== WORK ITEM ==
Using the data below, gather each line that includes the word "wall".

== DATA SUPPLIED ==
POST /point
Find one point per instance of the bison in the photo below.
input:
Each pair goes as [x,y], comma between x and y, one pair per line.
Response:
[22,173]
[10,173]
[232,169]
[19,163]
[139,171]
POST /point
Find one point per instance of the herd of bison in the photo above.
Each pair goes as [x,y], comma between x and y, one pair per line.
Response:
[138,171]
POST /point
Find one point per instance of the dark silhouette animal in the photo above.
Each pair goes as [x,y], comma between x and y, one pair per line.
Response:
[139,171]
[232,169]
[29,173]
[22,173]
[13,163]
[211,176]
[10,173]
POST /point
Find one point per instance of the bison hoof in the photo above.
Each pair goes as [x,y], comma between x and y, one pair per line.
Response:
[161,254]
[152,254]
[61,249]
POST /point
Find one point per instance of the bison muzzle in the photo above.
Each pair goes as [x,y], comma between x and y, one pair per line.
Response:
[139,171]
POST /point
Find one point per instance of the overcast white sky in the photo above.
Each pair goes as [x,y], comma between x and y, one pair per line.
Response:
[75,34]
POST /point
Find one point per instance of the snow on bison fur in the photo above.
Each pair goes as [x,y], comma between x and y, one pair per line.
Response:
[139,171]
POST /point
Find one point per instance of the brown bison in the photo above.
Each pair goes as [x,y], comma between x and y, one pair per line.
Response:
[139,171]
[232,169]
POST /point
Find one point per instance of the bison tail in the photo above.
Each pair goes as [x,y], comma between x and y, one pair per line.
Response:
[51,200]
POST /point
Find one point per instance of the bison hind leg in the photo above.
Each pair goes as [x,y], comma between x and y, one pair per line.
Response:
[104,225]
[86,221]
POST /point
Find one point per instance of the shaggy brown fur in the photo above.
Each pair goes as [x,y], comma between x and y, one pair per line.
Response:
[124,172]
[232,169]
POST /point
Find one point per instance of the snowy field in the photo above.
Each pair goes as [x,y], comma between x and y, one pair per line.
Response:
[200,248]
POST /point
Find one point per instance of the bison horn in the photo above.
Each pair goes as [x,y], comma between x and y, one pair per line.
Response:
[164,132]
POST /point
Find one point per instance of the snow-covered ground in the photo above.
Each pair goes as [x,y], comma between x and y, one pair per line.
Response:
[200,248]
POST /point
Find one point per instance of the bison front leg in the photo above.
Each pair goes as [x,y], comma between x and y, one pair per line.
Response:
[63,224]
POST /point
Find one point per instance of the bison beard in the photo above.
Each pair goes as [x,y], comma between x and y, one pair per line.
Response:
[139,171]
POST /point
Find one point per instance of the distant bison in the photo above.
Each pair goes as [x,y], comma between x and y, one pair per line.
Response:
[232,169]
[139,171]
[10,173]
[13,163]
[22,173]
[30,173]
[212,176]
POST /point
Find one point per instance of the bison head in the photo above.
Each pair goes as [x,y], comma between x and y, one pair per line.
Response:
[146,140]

==

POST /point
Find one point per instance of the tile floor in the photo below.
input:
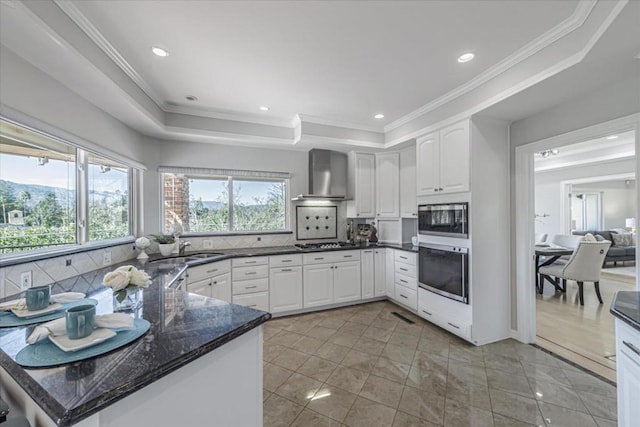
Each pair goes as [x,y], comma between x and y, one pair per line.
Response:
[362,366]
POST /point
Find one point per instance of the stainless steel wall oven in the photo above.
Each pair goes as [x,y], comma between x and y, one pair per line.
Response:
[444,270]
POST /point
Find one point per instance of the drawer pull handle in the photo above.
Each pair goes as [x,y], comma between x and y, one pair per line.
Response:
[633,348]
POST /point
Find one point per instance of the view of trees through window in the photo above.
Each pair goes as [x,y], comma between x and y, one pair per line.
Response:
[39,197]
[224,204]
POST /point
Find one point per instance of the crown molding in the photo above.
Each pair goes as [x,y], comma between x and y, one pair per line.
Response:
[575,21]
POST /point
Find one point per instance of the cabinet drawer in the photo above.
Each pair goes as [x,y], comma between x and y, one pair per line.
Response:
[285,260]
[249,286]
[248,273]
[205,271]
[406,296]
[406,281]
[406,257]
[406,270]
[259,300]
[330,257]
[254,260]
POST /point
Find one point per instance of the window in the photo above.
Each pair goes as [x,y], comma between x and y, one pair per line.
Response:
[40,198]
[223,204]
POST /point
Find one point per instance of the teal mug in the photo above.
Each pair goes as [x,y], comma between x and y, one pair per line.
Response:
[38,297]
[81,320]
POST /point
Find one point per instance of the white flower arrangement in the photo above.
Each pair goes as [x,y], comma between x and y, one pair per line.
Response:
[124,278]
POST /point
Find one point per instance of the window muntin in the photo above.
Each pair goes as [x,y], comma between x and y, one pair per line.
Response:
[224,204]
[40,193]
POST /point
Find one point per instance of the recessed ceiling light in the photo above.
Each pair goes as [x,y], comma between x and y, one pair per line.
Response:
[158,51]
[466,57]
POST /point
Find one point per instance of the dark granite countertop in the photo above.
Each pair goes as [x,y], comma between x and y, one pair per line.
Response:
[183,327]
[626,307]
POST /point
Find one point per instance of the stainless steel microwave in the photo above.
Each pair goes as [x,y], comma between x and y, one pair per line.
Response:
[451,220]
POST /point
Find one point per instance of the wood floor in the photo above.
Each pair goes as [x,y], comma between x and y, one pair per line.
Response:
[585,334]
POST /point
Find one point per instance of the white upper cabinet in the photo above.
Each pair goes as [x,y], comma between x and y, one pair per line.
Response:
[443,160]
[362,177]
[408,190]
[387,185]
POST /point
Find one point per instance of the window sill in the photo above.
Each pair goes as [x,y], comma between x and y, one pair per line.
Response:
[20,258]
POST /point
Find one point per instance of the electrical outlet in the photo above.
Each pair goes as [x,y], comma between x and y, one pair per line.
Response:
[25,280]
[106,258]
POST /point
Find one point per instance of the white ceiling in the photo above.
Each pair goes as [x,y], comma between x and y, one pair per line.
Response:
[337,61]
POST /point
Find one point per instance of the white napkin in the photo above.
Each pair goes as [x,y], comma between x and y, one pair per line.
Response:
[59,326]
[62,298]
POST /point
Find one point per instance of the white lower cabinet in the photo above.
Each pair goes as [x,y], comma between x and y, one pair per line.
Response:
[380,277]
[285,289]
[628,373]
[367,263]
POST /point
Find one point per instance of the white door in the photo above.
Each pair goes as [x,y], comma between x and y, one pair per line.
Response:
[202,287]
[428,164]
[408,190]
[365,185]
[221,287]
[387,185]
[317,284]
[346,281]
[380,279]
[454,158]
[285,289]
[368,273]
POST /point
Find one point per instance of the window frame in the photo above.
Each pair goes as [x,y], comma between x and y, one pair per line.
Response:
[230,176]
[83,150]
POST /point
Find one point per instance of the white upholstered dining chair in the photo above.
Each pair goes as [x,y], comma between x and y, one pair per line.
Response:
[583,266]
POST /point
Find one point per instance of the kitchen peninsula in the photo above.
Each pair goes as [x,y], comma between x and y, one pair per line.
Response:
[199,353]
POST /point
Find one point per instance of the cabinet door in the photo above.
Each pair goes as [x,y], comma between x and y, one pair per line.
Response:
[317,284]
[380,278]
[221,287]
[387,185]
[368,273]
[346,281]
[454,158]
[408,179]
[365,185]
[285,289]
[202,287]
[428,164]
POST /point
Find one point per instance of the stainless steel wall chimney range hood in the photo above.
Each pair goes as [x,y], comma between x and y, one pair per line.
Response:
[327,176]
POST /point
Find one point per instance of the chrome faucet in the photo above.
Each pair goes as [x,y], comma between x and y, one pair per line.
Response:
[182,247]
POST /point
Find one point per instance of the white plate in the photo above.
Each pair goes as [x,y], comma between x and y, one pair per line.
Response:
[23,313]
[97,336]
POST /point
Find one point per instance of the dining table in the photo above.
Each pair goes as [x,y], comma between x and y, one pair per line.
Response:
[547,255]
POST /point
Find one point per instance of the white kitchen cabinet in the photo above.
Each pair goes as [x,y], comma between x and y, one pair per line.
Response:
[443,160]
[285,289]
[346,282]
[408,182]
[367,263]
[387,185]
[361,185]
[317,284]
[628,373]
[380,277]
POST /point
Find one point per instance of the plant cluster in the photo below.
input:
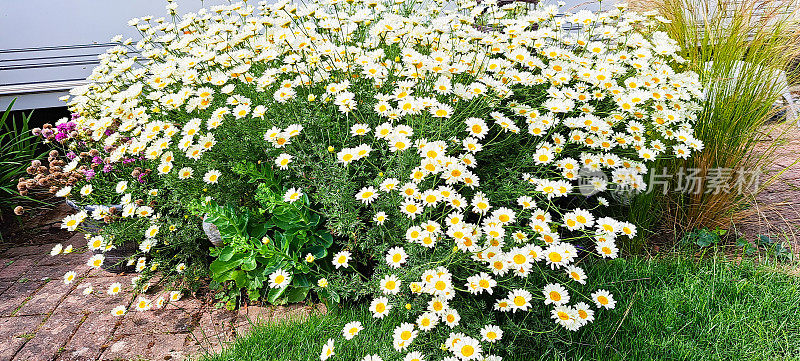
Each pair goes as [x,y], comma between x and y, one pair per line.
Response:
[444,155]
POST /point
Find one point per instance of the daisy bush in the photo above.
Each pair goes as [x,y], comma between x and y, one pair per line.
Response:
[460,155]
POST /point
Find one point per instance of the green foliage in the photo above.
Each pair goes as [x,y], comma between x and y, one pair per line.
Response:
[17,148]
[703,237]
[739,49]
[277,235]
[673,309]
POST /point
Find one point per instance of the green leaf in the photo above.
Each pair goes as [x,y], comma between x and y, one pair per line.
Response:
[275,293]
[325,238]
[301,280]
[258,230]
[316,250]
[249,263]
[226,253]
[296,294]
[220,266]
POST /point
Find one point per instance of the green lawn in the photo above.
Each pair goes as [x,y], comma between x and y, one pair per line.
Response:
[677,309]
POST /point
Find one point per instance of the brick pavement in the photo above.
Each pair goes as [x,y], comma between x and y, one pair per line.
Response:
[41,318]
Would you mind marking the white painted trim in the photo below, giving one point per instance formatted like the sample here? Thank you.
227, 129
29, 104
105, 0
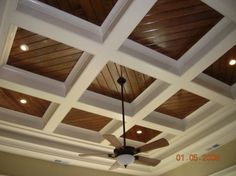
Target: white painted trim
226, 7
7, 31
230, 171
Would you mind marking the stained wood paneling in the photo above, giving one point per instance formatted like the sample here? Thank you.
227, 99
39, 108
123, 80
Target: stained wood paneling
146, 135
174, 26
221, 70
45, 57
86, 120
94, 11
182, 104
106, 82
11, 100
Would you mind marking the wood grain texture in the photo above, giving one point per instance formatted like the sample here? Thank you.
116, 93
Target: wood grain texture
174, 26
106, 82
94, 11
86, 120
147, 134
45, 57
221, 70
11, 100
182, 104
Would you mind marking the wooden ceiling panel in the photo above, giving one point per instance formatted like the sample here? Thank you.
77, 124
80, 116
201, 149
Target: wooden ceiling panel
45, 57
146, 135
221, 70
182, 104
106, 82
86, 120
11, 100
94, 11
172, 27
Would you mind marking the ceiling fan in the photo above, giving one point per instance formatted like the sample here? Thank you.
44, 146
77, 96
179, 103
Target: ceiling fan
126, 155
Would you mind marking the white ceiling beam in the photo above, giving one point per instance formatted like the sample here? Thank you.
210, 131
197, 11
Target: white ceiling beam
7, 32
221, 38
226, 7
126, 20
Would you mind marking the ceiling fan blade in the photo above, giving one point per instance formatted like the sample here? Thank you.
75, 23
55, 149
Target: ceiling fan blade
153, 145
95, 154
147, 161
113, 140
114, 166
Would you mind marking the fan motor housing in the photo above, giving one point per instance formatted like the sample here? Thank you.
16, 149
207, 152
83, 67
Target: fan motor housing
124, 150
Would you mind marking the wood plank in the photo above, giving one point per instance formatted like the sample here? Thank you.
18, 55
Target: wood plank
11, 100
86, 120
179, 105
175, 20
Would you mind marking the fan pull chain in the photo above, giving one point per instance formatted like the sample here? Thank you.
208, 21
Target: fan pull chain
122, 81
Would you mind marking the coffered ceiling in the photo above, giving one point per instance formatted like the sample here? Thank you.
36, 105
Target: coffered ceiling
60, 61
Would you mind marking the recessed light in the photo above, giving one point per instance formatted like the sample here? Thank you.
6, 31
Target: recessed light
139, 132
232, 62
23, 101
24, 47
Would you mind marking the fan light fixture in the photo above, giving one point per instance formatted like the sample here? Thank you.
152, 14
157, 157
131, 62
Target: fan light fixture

---

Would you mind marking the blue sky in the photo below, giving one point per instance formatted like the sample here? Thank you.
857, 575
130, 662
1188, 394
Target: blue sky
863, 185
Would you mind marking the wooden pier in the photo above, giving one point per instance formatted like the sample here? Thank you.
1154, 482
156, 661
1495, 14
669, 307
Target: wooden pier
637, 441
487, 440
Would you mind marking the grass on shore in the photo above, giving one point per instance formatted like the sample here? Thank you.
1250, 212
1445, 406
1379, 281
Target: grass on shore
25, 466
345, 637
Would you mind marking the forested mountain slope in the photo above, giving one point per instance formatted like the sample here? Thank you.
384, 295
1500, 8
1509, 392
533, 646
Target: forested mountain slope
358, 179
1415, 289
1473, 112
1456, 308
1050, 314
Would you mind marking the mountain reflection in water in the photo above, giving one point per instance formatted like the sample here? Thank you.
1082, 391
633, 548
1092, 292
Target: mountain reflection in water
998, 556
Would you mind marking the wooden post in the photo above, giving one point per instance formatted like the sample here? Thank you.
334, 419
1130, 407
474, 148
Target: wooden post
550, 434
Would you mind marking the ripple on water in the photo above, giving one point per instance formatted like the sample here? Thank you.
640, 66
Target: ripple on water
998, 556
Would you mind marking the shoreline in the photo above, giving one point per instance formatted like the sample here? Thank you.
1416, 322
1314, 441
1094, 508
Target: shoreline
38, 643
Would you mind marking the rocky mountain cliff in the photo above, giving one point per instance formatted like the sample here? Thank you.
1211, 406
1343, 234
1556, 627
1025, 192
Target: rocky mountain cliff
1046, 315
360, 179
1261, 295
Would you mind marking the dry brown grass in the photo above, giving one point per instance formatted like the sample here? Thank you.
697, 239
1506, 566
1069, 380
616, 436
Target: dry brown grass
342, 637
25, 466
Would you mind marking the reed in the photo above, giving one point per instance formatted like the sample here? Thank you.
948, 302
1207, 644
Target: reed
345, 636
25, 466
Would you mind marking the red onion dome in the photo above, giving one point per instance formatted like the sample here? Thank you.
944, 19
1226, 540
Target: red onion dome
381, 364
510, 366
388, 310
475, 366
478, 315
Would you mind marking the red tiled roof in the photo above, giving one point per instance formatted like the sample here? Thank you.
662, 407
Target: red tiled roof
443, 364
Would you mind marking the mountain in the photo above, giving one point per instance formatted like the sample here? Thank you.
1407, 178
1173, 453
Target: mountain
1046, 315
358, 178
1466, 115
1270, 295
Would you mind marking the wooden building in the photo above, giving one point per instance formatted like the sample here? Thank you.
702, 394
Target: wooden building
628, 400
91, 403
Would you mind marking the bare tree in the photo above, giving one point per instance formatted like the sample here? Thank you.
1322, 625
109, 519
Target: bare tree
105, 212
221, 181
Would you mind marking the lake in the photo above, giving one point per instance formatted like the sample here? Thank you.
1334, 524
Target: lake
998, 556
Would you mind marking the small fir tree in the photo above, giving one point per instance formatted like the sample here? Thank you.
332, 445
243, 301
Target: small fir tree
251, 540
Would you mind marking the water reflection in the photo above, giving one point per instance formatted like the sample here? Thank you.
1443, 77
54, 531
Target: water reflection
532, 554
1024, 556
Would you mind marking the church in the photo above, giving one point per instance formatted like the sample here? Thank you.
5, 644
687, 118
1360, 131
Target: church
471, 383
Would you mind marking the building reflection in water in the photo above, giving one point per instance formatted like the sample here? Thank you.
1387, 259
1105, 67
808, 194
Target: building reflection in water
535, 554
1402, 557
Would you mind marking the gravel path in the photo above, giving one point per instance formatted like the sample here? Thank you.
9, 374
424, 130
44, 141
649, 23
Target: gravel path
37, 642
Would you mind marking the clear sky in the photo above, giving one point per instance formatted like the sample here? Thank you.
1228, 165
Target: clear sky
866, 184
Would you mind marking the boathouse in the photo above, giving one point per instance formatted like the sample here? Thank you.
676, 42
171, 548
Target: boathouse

== YOUR RESPONSE ==
Find one point per instance of the stainless steel wall oven in the photo above.
Find one point per instance of the stainless steel wall chimney range hood in the photo above.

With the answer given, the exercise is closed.